> Exercise brief:
Retype exactly the lines from the one holding "right so the thing I'm after is the cumulus" through the final line of the data, both included.

[Excerpts from a dataset]
════

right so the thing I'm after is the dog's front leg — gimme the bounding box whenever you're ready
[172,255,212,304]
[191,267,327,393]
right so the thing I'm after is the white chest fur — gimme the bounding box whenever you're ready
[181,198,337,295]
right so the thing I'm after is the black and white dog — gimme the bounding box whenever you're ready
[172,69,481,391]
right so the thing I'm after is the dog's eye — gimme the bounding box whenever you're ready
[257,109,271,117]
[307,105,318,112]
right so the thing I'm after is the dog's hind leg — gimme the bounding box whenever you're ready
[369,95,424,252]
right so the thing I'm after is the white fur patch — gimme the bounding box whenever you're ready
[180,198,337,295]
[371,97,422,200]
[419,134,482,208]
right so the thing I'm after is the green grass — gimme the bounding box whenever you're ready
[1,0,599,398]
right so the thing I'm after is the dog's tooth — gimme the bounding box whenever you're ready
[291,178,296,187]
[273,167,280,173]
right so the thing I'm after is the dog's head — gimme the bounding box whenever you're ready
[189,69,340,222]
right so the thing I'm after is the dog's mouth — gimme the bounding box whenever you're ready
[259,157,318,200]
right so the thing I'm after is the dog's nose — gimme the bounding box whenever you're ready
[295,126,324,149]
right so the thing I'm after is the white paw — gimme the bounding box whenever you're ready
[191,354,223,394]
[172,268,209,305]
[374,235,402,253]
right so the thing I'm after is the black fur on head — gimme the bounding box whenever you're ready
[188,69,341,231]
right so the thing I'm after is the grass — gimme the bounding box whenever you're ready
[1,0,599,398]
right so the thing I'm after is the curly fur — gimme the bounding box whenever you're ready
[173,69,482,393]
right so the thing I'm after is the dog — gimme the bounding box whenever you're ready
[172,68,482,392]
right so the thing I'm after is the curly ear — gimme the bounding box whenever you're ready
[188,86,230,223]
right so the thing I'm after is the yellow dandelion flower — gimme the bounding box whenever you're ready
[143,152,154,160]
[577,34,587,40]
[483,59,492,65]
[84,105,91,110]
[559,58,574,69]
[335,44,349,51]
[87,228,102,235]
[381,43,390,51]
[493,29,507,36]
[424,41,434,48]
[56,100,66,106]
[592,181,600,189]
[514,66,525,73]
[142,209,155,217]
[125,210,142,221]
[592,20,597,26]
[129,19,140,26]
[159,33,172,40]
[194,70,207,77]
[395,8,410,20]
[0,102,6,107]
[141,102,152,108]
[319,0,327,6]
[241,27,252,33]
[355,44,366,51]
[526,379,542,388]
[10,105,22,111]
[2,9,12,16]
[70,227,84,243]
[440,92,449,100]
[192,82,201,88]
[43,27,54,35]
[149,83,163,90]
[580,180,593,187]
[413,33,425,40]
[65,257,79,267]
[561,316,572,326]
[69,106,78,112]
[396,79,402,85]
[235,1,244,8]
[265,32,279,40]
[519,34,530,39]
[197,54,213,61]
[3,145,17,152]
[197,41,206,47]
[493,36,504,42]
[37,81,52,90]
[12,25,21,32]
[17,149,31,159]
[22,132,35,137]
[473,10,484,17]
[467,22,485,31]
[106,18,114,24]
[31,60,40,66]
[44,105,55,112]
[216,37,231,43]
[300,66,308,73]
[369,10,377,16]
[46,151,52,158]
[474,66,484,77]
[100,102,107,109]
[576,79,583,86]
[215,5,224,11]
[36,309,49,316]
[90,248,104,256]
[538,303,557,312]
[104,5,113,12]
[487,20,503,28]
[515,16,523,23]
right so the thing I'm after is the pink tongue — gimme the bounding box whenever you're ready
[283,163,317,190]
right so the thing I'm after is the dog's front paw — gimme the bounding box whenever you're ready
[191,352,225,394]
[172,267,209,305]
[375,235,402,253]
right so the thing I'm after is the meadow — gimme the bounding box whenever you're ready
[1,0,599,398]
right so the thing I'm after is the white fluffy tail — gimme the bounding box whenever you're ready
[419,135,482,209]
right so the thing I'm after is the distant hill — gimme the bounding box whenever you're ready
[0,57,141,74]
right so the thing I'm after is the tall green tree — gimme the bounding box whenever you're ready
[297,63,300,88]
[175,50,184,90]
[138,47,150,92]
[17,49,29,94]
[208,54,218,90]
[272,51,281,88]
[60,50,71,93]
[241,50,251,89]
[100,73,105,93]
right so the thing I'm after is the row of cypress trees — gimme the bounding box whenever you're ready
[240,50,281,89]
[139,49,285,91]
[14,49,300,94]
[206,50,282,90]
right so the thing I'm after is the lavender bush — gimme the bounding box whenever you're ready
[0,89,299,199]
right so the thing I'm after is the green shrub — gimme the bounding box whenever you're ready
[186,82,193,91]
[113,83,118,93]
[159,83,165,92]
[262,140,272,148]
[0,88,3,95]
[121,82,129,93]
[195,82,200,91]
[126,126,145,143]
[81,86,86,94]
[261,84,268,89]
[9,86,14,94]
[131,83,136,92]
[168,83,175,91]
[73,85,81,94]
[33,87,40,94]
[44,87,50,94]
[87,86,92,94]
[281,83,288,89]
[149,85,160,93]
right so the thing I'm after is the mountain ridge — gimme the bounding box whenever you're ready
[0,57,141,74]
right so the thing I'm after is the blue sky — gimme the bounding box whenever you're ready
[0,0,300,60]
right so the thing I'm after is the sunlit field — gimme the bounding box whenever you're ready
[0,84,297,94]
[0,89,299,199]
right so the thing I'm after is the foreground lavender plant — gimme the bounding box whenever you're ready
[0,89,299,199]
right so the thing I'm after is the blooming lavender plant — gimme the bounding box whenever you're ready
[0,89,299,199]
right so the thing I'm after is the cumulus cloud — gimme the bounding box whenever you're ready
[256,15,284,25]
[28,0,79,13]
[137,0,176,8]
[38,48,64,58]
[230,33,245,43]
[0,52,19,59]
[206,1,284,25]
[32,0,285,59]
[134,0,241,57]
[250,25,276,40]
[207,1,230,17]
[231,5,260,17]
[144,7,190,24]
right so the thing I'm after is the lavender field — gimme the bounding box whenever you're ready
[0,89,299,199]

════

> Task solution:
right so the thing I'm after is the cumulus cloud — gimme the bounding box whenever you're ready
[256,15,284,25]
[28,0,79,13]
[137,0,176,8]
[38,48,64,58]
[230,33,245,43]
[0,52,19,59]
[206,1,284,25]
[32,0,285,59]
[134,0,241,57]
[250,25,276,40]
[207,1,230,17]
[231,5,260,17]
[144,7,190,24]
right so the thing I'm after is the lavender field — gimme the bounding box whenever you're ready
[0,89,299,199]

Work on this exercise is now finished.